- BRIEF
Reproduce the listing below word for word, leaving out the pictures.

════

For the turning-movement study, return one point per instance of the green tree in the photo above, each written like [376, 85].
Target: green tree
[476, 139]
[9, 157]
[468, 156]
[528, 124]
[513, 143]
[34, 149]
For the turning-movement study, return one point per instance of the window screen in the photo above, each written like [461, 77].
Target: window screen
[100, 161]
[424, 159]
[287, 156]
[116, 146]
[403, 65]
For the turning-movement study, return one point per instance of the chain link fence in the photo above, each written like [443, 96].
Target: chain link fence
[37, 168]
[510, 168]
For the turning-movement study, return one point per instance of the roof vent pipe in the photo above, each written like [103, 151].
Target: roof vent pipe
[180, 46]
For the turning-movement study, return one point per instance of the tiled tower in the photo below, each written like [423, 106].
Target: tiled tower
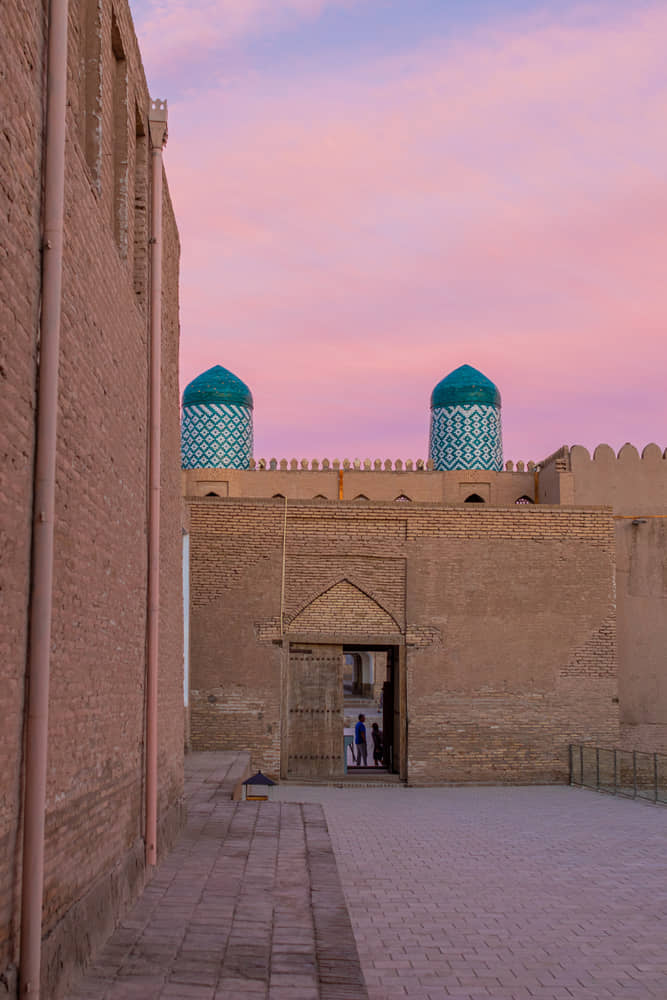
[216, 430]
[465, 422]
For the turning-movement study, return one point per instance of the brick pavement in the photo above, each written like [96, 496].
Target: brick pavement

════

- TASK SOLUTION
For the turning-movement study, return one point per instance of the green tree in the photo above, each written like [376, 85].
Target: green tree
[476, 139]
[9, 157]
[468, 156]
[528, 124]
[513, 143]
[34, 149]
For the turning-movement study, return one point per instance of the window screen in the photo above, each written like [461, 77].
Target: window screen
[100, 161]
[424, 159]
[287, 156]
[116, 146]
[403, 65]
For the turning-movement study, return one point per instance of the chain link fence in the photo above, each written like [443, 96].
Target: chain link fence
[37, 168]
[510, 168]
For the turning-movement study, return one point per instance of the roof vent pipe in the photo above, each written like [103, 151].
Target: roof vent pipe
[180, 46]
For the turning-movement study, return one point per instance of the tiled tower in the photo below, each written like [423, 106].
Target: tiled tower
[216, 430]
[465, 422]
For the turning-movement study, return one point per instance of the brick pavement in the photo above, each written like [96, 496].
Target: brick pavement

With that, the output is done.